→ **Written instruction**: The required output consists solely of the lines from the line containing "one marker per instance, written like [53,106]" through the end of the records, copied exactly.
----- Exercise inputs -----
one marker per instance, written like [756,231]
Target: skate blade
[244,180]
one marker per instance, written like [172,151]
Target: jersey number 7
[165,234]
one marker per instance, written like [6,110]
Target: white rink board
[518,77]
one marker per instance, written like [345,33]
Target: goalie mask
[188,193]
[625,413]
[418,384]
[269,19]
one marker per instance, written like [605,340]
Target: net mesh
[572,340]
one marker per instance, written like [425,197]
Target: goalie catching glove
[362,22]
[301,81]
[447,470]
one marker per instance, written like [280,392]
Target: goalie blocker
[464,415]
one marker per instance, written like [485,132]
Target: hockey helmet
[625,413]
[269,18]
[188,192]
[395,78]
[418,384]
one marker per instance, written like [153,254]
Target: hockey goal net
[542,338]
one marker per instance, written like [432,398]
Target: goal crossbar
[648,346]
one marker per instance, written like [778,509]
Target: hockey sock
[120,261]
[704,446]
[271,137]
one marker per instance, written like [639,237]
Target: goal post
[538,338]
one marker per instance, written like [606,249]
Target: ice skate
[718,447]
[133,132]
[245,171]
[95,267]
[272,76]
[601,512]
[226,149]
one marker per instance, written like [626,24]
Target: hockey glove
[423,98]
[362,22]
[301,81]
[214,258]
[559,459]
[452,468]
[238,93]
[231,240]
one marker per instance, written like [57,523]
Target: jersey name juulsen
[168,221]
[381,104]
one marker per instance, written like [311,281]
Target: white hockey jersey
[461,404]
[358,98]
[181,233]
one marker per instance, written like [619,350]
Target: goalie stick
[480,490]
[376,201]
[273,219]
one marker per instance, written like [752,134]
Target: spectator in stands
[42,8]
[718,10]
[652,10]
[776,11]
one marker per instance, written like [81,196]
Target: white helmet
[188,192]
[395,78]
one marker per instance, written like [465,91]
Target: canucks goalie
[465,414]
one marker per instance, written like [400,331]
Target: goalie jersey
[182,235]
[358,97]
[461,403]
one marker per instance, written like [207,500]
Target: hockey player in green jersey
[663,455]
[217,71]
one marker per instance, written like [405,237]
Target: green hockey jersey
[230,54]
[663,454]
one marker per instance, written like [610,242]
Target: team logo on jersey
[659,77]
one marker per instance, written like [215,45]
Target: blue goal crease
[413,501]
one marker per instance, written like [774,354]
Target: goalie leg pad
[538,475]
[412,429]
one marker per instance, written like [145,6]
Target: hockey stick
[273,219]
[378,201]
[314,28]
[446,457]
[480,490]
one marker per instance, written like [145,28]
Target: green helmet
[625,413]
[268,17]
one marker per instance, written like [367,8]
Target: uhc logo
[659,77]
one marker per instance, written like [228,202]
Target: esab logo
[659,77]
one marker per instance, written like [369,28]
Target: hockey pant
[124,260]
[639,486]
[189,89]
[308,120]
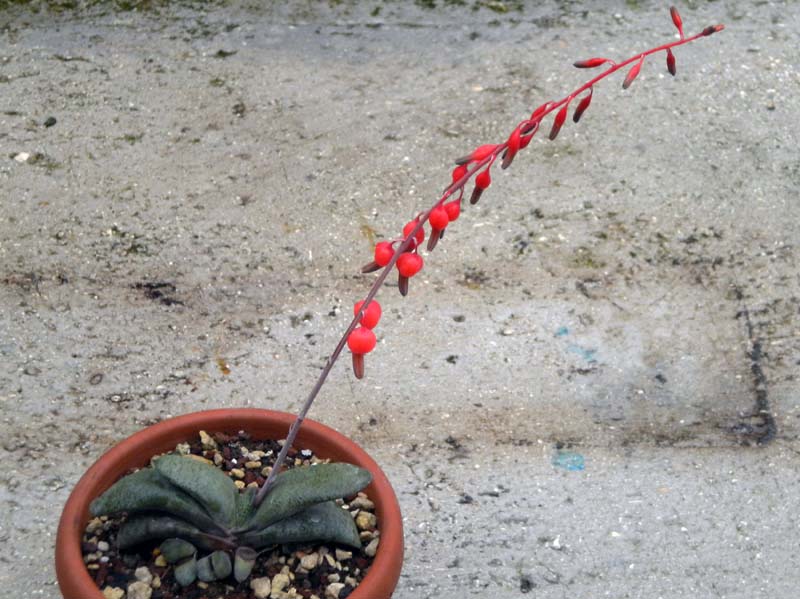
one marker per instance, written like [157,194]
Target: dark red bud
[713,29]
[633,73]
[436,235]
[671,63]
[358,365]
[558,122]
[459,172]
[582,106]
[371,267]
[539,112]
[478,154]
[590,63]
[676,19]
[514,142]
[402,285]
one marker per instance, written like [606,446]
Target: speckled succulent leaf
[215,566]
[206,483]
[147,491]
[243,562]
[175,550]
[244,507]
[299,488]
[324,522]
[221,563]
[148,527]
[186,572]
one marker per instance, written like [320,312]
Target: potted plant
[203,526]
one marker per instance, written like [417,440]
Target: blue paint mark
[568,460]
[583,352]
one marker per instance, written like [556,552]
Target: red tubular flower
[408,265]
[482,181]
[420,236]
[676,19]
[360,341]
[478,154]
[383,254]
[439,221]
[371,315]
[459,172]
[559,121]
[453,210]
[512,147]
[671,63]
[582,106]
[633,73]
[590,63]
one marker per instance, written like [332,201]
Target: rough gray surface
[189,232]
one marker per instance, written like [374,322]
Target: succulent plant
[192,506]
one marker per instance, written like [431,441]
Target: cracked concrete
[188,234]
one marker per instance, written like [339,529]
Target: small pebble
[207,441]
[261,587]
[113,593]
[362,503]
[342,555]
[366,521]
[139,590]
[332,590]
[310,561]
[143,574]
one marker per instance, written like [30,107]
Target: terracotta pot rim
[136,450]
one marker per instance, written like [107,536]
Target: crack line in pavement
[768,430]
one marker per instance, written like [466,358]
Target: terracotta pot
[136,451]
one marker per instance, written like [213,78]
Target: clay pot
[136,451]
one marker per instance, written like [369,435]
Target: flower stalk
[478,164]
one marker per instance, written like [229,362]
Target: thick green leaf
[213,489]
[221,563]
[244,506]
[186,572]
[325,522]
[205,571]
[143,528]
[299,488]
[148,491]
[175,550]
[244,560]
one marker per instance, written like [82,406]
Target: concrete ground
[590,390]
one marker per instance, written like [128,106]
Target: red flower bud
[713,29]
[420,236]
[453,210]
[383,253]
[582,106]
[371,315]
[633,73]
[671,63]
[558,122]
[459,172]
[512,147]
[478,154]
[409,264]
[676,19]
[361,340]
[438,218]
[590,63]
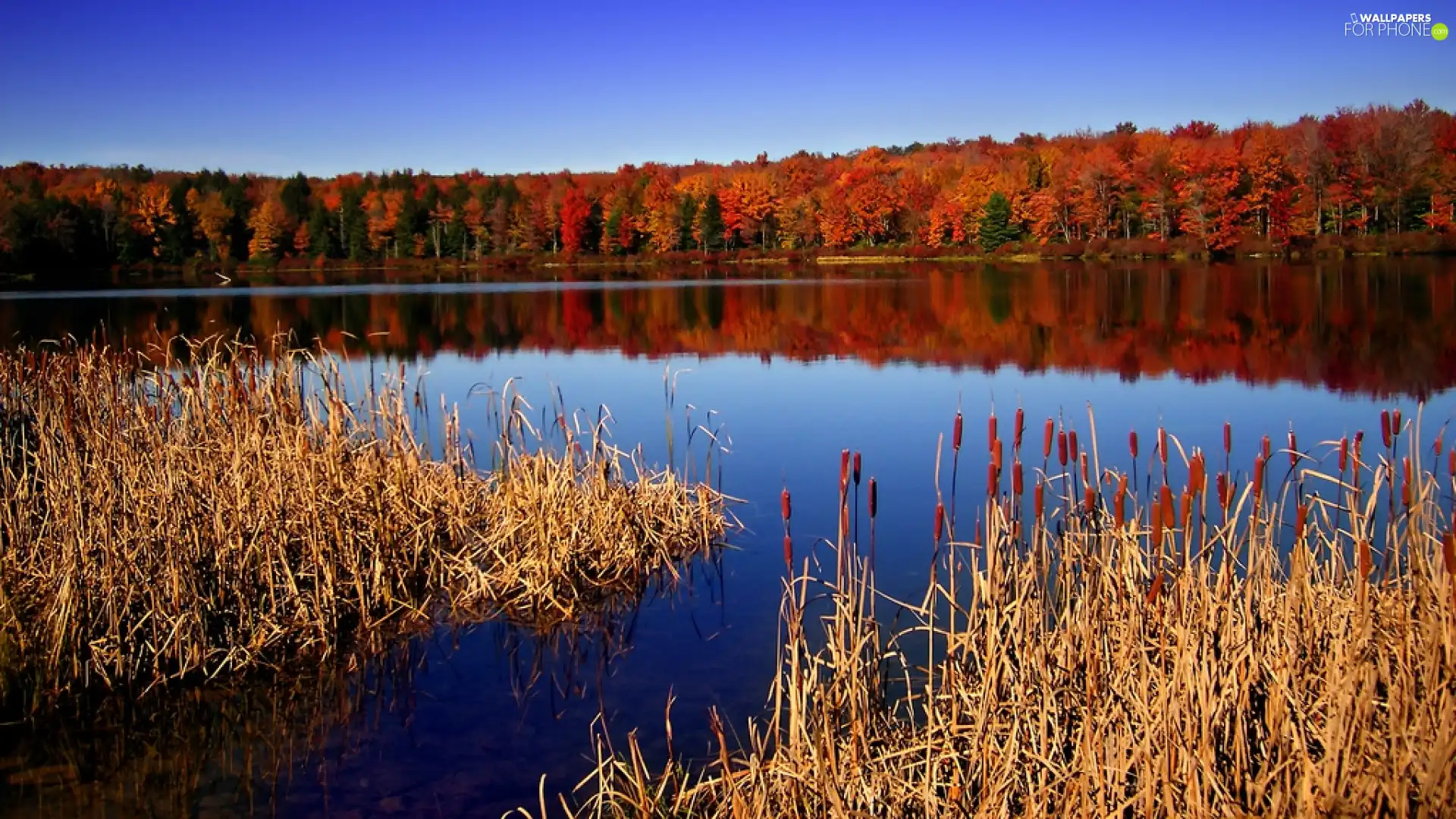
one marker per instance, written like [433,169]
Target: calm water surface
[794,371]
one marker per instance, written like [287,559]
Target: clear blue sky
[329,88]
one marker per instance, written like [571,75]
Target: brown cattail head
[1155,589]
[1258,479]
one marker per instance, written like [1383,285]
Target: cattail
[1405,483]
[1258,479]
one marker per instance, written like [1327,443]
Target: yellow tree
[267,223]
[153,212]
[212,216]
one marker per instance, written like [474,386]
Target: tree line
[1354,172]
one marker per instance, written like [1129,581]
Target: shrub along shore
[188,516]
[1193,640]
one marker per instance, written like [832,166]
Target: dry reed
[171,516]
[1291,656]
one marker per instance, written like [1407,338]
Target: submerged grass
[1201,648]
[191,515]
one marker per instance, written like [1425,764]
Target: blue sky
[329,88]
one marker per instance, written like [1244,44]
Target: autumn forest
[1196,190]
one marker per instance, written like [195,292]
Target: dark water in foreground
[794,371]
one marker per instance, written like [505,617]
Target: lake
[786,368]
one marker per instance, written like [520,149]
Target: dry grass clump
[166,518]
[1222,648]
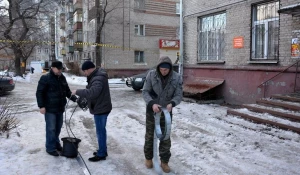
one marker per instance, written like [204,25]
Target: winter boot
[149,163]
[165,167]
[96,158]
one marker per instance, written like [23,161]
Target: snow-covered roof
[291,9]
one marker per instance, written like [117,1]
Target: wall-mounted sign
[295,47]
[238,42]
[168,44]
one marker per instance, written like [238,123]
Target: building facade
[246,45]
[134,35]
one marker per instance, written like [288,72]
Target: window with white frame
[77,17]
[139,57]
[265,31]
[139,30]
[211,37]
[139,4]
[178,8]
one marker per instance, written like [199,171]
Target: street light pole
[180,68]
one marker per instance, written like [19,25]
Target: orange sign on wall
[238,42]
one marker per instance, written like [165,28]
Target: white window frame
[139,30]
[178,8]
[264,22]
[211,26]
[139,4]
[140,58]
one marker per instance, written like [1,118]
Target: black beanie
[165,65]
[57,64]
[87,65]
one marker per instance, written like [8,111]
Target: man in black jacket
[99,102]
[51,96]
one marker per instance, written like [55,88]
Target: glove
[73,98]
[82,103]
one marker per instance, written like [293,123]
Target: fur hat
[165,65]
[87,65]
[57,64]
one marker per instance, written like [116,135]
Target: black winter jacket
[52,91]
[97,93]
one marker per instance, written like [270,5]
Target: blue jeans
[54,122]
[100,123]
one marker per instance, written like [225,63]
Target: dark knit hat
[57,64]
[165,65]
[87,65]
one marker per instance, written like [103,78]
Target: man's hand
[43,110]
[156,107]
[169,107]
[74,92]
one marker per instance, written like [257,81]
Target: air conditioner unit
[177,8]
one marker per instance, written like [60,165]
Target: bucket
[70,147]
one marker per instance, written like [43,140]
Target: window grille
[211,37]
[265,31]
[139,4]
[139,57]
[139,30]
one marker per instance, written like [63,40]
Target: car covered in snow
[6,83]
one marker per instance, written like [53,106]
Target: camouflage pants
[164,146]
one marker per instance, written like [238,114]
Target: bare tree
[22,22]
[103,9]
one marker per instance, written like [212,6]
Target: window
[77,17]
[139,30]
[265,31]
[91,4]
[78,36]
[139,57]
[211,37]
[178,8]
[139,4]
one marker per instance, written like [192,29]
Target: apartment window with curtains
[265,31]
[139,4]
[211,37]
[139,57]
[139,30]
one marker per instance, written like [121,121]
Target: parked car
[6,83]
[137,81]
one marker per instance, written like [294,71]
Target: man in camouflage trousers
[162,88]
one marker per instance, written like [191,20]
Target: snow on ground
[204,139]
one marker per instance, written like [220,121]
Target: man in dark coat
[98,97]
[162,88]
[51,96]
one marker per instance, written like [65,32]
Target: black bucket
[70,147]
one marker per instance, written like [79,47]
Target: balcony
[78,36]
[78,46]
[77,26]
[77,5]
[70,49]
[62,39]
[63,51]
[70,16]
[62,21]
[92,13]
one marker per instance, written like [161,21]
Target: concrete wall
[242,77]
-----
→ **Expected output**:
one marker per instance, written like [53,106]
Target: camouflage pants
[164,146]
one marker per instance, written like [238,114]
Target: bare tree
[22,22]
[103,9]
one marker per instance, written like [212,6]
Target: window
[77,17]
[139,30]
[265,31]
[91,4]
[78,36]
[139,57]
[211,37]
[178,8]
[139,4]
one marker per instance, written like [192,29]
Target: apartment window with curtains
[265,31]
[139,4]
[211,37]
[139,57]
[139,30]
one marker per instance, written like [121,121]
Target: parked car
[6,83]
[137,81]
one marker per instance, written like [294,71]
Target: man in camouflage trousers
[162,88]
one marker per instance, written like [191,20]
Target: snow on ground
[204,139]
one marker per instance, written like [220,121]
Target: man in dark coat
[98,97]
[162,88]
[51,96]
one marker per instance, written like [65,32]
Target: black bucket
[70,147]
one marker per instance, written like [79,47]
Target: balcony
[78,36]
[78,46]
[77,26]
[77,5]
[70,49]
[62,39]
[63,51]
[70,16]
[62,21]
[92,13]
one marker per instance, written like [161,21]
Target: concrete wall
[242,77]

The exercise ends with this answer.